Task goal:
Rewrite the material from the line with "Task: check that each instance of the sleeve" through the end of the material, replacing "green shirt" with "green jersey" and leaving everything else unchanged.

Input:
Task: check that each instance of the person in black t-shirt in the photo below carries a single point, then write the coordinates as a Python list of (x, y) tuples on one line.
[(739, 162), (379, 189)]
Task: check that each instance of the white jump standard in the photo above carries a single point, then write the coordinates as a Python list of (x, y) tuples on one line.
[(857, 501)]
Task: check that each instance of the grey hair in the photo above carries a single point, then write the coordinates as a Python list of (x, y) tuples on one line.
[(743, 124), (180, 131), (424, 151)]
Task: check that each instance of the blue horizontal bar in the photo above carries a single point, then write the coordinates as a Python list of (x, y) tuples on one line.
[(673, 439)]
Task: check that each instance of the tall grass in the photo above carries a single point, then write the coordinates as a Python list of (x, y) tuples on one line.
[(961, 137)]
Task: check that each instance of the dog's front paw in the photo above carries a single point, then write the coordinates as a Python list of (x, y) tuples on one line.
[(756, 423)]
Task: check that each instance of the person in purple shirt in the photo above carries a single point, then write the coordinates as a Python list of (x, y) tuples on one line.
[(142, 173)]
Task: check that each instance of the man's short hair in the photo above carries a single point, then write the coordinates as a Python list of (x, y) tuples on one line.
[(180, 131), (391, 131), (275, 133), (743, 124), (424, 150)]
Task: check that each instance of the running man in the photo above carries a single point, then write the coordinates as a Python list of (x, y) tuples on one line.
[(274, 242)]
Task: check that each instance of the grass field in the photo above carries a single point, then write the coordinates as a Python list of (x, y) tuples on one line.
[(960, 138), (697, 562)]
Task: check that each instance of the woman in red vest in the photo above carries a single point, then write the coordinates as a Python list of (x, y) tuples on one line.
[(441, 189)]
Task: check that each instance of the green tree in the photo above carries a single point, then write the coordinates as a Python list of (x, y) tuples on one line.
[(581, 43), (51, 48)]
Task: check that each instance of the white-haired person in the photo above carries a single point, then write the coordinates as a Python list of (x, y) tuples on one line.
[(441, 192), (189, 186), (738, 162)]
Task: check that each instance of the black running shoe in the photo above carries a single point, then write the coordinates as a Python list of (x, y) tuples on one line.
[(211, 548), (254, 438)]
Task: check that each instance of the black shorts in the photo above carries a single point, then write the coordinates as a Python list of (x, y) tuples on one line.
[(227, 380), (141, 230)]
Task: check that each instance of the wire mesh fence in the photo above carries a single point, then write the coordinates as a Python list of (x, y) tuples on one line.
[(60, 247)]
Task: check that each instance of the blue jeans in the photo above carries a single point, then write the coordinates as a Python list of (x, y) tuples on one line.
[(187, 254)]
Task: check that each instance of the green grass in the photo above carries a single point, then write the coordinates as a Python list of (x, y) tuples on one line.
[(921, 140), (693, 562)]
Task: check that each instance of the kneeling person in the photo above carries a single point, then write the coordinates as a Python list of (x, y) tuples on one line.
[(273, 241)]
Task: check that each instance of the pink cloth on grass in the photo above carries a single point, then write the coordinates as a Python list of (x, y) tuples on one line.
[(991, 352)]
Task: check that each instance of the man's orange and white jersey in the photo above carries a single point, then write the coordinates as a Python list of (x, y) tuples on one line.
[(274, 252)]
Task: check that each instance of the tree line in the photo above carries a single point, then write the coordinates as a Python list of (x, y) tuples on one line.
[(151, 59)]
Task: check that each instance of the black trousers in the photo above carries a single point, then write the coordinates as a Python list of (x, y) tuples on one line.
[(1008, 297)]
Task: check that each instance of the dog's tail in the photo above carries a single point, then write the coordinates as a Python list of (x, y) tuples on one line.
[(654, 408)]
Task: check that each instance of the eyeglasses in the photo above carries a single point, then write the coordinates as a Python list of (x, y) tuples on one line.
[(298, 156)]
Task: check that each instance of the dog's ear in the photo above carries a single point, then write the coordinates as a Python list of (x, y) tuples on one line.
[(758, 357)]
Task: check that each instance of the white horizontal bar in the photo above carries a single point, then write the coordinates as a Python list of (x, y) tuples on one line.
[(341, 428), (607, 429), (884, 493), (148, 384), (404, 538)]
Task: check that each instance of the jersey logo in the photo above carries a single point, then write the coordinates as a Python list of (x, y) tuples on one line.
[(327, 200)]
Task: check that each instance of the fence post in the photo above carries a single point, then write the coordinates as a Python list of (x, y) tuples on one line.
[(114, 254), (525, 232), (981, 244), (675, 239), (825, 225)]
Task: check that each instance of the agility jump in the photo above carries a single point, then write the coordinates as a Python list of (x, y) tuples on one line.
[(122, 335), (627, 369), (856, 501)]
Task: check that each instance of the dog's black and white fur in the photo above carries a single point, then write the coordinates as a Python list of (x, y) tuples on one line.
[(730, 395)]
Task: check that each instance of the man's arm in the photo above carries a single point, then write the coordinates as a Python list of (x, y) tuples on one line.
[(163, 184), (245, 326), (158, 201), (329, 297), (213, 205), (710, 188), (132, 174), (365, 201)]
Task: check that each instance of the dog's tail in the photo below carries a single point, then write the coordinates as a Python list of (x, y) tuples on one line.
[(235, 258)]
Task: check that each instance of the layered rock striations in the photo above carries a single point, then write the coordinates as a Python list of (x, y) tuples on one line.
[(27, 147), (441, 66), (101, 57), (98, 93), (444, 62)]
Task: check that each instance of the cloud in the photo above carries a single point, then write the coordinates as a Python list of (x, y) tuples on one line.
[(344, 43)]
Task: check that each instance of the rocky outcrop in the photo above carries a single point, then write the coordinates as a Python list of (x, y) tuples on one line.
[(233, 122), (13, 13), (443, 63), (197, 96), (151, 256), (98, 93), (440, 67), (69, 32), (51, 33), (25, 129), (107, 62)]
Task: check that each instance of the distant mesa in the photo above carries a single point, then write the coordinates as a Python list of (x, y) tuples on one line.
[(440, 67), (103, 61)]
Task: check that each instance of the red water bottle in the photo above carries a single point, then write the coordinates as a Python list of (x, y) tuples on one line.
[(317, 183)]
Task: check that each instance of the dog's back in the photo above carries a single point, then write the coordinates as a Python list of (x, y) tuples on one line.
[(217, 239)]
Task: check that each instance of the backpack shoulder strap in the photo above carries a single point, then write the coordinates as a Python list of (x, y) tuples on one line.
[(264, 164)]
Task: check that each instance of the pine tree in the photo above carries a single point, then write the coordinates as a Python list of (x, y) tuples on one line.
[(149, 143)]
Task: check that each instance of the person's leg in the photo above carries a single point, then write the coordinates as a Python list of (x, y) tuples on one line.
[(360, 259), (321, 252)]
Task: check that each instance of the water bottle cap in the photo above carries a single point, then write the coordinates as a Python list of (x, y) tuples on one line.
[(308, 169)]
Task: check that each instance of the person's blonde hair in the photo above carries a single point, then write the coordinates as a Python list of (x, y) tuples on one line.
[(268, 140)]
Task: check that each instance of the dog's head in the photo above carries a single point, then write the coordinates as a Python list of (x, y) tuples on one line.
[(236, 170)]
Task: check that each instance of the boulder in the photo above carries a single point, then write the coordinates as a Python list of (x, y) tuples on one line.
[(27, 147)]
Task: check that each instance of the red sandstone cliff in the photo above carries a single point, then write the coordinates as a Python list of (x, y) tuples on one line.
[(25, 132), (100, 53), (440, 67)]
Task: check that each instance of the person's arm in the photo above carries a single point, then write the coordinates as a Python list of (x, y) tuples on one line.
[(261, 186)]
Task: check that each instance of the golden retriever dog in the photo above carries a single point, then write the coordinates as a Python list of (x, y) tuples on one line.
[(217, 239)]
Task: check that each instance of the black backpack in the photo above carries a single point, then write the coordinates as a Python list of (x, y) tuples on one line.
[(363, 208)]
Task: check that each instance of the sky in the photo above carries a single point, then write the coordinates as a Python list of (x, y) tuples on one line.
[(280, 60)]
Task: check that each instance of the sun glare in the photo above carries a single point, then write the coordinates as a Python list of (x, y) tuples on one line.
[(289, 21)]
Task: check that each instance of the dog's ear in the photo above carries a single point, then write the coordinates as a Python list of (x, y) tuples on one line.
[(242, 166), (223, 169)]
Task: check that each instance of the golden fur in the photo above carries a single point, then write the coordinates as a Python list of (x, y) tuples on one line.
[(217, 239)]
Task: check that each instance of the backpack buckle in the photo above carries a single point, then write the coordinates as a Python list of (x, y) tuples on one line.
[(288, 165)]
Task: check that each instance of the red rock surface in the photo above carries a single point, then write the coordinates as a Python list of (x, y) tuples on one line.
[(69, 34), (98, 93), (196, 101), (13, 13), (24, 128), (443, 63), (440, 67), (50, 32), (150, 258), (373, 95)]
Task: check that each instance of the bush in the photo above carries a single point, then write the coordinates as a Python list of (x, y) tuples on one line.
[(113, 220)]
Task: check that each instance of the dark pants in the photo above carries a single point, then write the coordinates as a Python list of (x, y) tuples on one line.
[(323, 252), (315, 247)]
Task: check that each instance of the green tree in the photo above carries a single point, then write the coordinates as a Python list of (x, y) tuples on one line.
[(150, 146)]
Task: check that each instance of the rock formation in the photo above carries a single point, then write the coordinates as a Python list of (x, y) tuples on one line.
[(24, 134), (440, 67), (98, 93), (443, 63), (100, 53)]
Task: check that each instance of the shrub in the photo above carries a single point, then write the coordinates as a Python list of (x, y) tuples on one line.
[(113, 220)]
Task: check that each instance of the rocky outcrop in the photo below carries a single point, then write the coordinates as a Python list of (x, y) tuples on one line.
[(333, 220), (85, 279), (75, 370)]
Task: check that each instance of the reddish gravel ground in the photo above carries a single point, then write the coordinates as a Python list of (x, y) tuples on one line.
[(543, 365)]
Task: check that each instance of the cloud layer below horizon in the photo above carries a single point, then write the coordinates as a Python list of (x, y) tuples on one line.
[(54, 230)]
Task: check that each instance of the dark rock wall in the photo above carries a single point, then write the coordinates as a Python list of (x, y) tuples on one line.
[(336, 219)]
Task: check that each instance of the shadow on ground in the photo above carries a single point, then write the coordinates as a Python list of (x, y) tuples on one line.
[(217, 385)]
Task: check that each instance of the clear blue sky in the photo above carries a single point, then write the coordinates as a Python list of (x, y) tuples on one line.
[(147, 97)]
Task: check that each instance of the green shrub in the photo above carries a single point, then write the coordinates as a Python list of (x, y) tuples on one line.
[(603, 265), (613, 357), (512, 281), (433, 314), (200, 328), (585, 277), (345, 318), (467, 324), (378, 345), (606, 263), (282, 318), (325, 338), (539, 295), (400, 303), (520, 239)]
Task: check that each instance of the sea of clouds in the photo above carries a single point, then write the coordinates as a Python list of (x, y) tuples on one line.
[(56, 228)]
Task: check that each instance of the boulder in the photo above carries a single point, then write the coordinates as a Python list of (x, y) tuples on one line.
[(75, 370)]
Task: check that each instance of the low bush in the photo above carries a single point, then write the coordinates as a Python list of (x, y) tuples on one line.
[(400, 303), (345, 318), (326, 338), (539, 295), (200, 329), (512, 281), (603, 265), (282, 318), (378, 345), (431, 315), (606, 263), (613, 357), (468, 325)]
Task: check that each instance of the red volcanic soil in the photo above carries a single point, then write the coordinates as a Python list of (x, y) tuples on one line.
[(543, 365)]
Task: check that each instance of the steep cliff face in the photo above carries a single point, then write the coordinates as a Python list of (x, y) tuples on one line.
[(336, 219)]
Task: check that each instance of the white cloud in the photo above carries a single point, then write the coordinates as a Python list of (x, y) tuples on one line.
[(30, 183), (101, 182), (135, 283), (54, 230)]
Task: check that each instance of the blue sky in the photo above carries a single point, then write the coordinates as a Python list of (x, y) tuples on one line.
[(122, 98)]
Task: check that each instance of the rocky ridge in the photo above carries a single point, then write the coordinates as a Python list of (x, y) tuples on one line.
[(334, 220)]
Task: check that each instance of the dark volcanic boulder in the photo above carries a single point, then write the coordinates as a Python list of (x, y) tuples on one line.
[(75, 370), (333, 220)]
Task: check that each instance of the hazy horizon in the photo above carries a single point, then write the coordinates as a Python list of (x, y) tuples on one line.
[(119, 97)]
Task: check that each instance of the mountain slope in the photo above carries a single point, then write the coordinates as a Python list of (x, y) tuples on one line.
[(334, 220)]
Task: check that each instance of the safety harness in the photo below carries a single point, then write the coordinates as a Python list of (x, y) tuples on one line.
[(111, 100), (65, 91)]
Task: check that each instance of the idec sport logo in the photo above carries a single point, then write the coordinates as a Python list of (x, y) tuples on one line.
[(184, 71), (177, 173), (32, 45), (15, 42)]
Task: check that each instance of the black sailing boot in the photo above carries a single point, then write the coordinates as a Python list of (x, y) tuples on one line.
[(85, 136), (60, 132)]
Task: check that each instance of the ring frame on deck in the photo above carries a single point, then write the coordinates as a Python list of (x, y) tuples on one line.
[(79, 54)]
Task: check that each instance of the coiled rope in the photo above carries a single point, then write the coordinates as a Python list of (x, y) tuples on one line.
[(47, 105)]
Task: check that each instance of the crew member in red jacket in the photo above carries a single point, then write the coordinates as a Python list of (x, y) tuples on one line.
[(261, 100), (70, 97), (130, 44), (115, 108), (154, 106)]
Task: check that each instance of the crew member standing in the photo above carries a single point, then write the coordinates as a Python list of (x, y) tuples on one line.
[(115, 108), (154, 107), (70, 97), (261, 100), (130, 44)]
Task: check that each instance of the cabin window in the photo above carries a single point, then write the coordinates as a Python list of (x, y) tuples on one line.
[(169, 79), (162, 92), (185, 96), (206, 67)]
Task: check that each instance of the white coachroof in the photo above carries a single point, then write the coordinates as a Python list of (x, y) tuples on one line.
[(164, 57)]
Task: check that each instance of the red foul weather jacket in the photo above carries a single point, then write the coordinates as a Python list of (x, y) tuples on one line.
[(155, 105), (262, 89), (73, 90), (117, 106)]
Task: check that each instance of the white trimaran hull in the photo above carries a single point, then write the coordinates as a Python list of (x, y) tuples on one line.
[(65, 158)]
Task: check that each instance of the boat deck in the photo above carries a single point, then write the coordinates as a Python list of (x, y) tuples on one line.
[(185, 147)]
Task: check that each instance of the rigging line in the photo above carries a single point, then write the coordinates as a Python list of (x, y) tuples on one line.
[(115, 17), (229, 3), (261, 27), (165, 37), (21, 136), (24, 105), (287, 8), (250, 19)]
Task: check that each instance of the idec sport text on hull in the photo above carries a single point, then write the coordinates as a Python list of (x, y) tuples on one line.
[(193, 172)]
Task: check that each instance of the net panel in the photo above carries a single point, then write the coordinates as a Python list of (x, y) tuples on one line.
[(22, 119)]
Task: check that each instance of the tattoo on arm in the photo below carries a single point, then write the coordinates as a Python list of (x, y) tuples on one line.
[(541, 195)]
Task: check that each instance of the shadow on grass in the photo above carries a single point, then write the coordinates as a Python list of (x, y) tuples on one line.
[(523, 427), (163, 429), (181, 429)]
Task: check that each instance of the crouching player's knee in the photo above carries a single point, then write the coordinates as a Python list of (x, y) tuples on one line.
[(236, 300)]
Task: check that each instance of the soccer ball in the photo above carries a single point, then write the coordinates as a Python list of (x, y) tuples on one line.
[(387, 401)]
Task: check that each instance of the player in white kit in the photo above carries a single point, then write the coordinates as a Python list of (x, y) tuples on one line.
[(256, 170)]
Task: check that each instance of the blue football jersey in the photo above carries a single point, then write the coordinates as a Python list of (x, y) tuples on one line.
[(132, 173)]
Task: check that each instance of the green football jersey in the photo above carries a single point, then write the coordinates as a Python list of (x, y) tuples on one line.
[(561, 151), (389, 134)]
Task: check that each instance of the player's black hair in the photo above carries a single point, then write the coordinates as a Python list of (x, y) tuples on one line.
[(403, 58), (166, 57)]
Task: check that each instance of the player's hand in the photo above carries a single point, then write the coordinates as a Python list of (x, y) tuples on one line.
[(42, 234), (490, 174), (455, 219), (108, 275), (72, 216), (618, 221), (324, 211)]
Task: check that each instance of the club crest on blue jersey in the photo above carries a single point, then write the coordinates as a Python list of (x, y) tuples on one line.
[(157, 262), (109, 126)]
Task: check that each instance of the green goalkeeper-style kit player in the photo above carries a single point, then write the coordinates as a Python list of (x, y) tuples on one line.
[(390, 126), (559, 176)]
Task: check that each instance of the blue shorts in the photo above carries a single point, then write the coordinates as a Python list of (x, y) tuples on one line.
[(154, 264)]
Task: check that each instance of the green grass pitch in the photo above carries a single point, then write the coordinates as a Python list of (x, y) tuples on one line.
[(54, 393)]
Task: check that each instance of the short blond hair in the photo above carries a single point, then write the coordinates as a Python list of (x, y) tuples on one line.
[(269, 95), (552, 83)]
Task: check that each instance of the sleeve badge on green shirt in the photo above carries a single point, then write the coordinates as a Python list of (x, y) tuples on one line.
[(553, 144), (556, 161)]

Output of the task:
Task: check that each instance of the sleeve badge on green jersey in the photo above carries a single point, then write the coordinates as a Python list of (x, y) tuples on one line.
[(553, 144), (556, 161)]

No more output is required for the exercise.